Document start
This is the fourth in a series of articles examining Pope Francis' recent interviews. A new article will be published each day this week on NCRonline.org.
On March 13, I stood with the crowds in St. Peter's Square, waiting to participate in history. It was very difficult to be cynical in such an exuberant crowd, yet I will confess I was nervous and wary as we waited for "the name" to be read. When Jorge Mario Bergoglio was announced, the sound was muffled; many of us only heard the name Francesco. A sense of dread crept into me, trying to digest the election of another European pope. Then slowly, the crowd realized who the new pope was and started screaming joyously for the Latin American church.
The same skepticism has accompanied me over the last few months. As a Cuban-American who focuses her research on Latin American and Latino/a Catholicism, I felt great personal and professional joy at the election of our first Latin American pope. Yet while I watched the many gestures of humility by Pope Francis, I could not help but want more. These moments were important, but I, like some others, wanted a change. I did not have to wait for long. With his interview published last week, Francis revealed that these moments of personal transformation go hand in hand with a call for a broader social transformation of the church as a whole.
Document end
▸ Work instructions:
1. In the article on Pope Francis, on what date did the writer stand in St. Peter's Square?
2. Extract the part of the article on Pope Francis from "The same skepticism" up to and including "as a whole.", word for word.
The lines after this point have no connection to the article.
Information given start
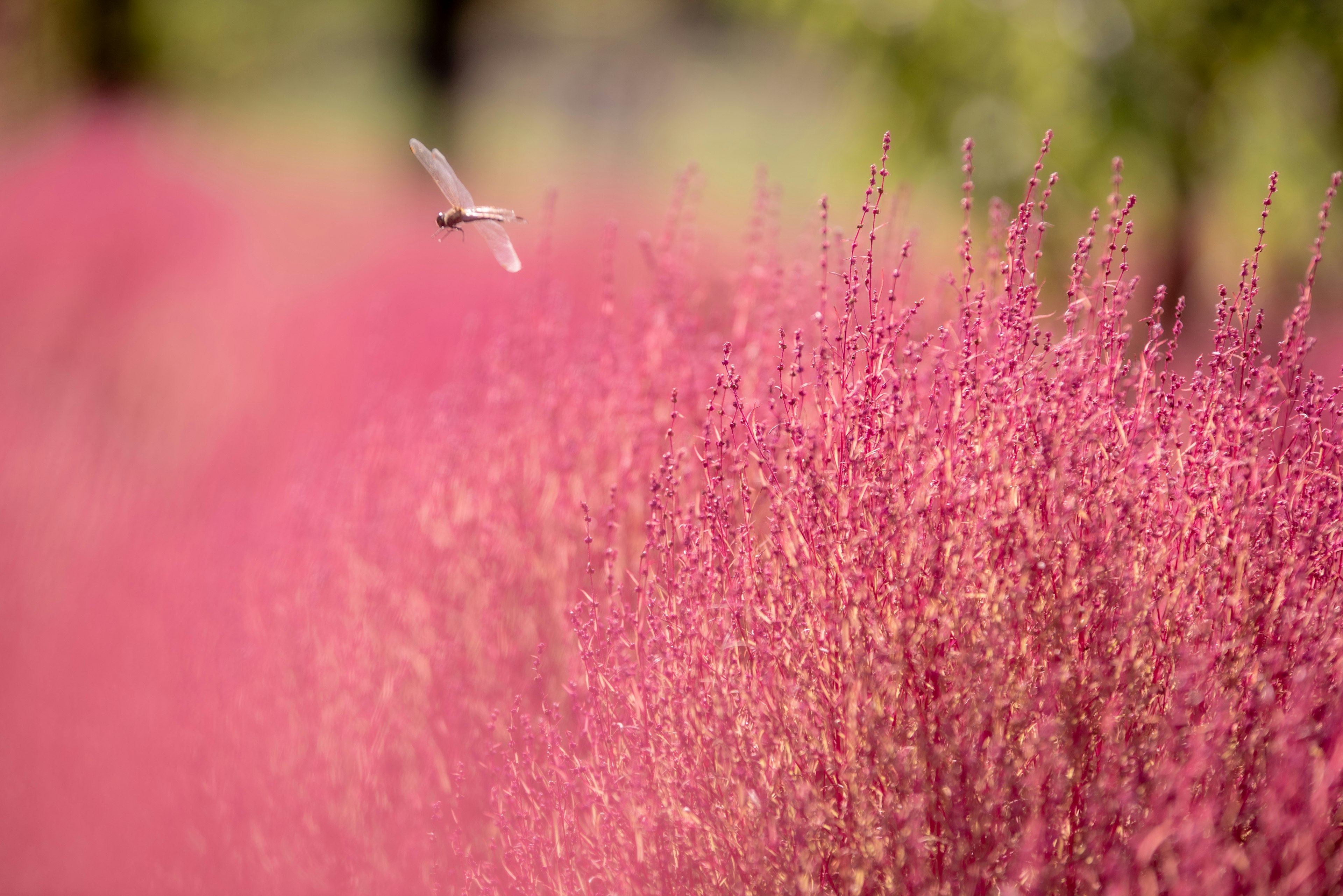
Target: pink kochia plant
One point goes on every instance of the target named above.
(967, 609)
Information given end
Information given start
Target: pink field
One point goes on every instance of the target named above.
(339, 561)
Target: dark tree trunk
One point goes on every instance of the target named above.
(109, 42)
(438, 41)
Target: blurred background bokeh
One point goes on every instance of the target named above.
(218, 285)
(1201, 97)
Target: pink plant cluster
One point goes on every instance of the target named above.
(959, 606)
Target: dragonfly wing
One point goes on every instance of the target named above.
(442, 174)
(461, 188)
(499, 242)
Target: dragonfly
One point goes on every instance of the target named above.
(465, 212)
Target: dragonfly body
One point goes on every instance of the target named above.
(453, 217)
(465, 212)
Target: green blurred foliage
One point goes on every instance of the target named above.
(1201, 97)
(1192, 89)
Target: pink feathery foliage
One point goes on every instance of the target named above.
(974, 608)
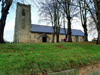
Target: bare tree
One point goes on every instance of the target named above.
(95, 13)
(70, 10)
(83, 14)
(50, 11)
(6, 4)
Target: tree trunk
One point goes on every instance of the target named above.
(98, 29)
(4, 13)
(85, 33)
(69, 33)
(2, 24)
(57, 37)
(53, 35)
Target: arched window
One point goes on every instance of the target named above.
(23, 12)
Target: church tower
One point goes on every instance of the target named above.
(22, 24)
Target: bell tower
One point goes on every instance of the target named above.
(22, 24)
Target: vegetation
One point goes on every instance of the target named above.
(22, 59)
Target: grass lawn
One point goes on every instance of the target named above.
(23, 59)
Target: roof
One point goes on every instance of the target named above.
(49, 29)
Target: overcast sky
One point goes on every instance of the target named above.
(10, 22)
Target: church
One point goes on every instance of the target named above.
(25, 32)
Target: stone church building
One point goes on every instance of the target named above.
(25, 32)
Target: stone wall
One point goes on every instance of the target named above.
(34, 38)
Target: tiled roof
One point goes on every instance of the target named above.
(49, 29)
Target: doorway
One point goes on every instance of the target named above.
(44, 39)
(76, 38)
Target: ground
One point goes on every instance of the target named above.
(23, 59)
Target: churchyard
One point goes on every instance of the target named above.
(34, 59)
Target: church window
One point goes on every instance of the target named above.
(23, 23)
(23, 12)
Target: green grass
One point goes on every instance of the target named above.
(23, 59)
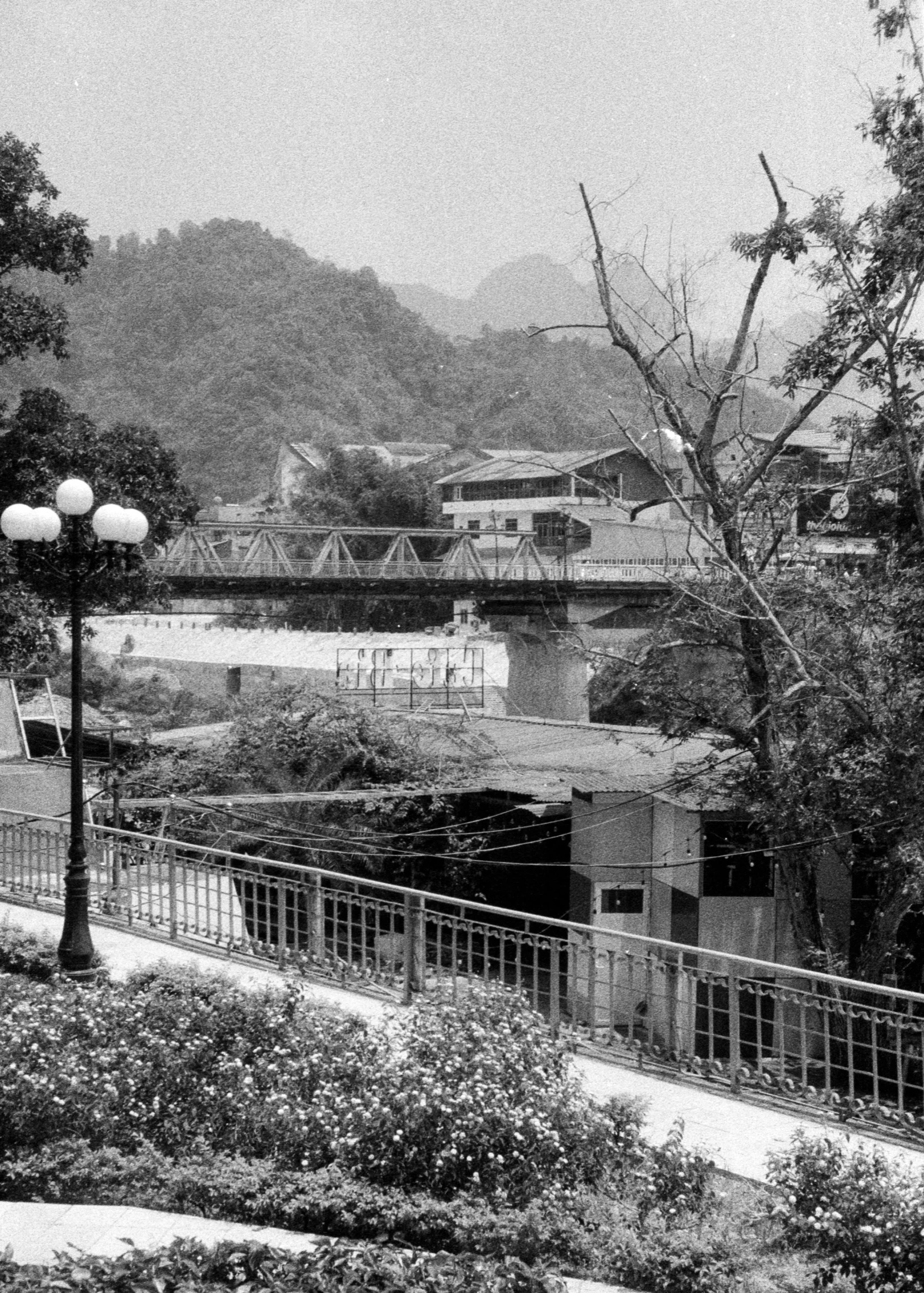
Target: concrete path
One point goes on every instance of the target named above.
Information given end
▸ Results of the exercise:
1. March 13

2.
The same skepticism has accompanied me over the last few months. As a Cuban-American who focuses her research on Latin American and Latino/a Catholicism, I felt great personal and professional joy at the election of our first Latin American pope. Yet while I watched the many gestures of humility by Pope Francis, I could not help but want more. These moments were important, but I, like some others, wanted a change. I did not have to wait for long. With his interview published last week, Francis revealed that these moments of personal transformation go hand in hand with a call for a broader social transformation of the church as a whole.